▼▼▼

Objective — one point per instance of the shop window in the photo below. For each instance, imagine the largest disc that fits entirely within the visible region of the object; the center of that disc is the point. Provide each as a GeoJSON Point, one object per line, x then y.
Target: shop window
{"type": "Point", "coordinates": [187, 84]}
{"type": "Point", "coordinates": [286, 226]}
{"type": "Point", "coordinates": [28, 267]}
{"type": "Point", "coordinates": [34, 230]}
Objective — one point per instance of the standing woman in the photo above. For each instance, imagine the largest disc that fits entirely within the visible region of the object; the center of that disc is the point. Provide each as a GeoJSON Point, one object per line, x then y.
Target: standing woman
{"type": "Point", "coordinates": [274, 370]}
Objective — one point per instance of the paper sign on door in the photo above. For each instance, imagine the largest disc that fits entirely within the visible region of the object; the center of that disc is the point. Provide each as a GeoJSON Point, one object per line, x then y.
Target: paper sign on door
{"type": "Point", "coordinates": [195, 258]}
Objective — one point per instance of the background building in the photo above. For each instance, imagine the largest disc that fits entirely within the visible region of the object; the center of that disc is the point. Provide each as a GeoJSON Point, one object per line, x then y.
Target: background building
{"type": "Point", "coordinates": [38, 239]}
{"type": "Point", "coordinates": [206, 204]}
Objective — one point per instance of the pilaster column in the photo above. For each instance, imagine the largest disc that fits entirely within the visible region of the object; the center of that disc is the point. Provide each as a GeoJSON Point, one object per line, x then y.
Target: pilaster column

▲▲▲

** INSTRUCTION **
Copy out the entire listing above line for line, with no word changed.

** ANSWER **
Objective — one point per instance of the shop window in the photo below. For each instance, imagine the largest disc that fits entirely within the visible region of the object; the center of that disc is the point. Provide each as a GeoJSON Point, one object per line, x then y.
Target: shop window
{"type": "Point", "coordinates": [187, 84]}
{"type": "Point", "coordinates": [286, 226]}
{"type": "Point", "coordinates": [28, 267]}
{"type": "Point", "coordinates": [34, 230]}
Objective — one point per instance of the standing woman in the photo above. For each instance, imagine the largest disc that fits entirely within the visible region of the object; the center of that disc is the point. Provide each as a GeoJSON Point, one object per line, x then y.
Target: standing woman
{"type": "Point", "coordinates": [274, 370]}
Objective — one point per instance of the paper sign on door in the photo above. For each instance, imagine the largest disc that fits entirely within the visible region of the object; the center of that disc is the point. Provide each as a GeoJSON Point, one object per line, x then y.
Target: paper sign on door
{"type": "Point", "coordinates": [195, 258]}
Objective — one point per instance of the background building in the photo above. For each instance, imagine the largest disc that fits entirely within the visible region of the object; the center of that disc is the point. Provide each as a GeoJSON Point, one object per line, x then y.
Target: background building
{"type": "Point", "coordinates": [38, 239]}
{"type": "Point", "coordinates": [206, 204]}
Objective — one point per instance of the pilaster column in the photo above. For each instance, imagine the largest disc that fits entirely within the visible region of the object; the center of that disc is the point. Provide each as a GeoJSON Point, one object per line, x then y.
Target: pilaster column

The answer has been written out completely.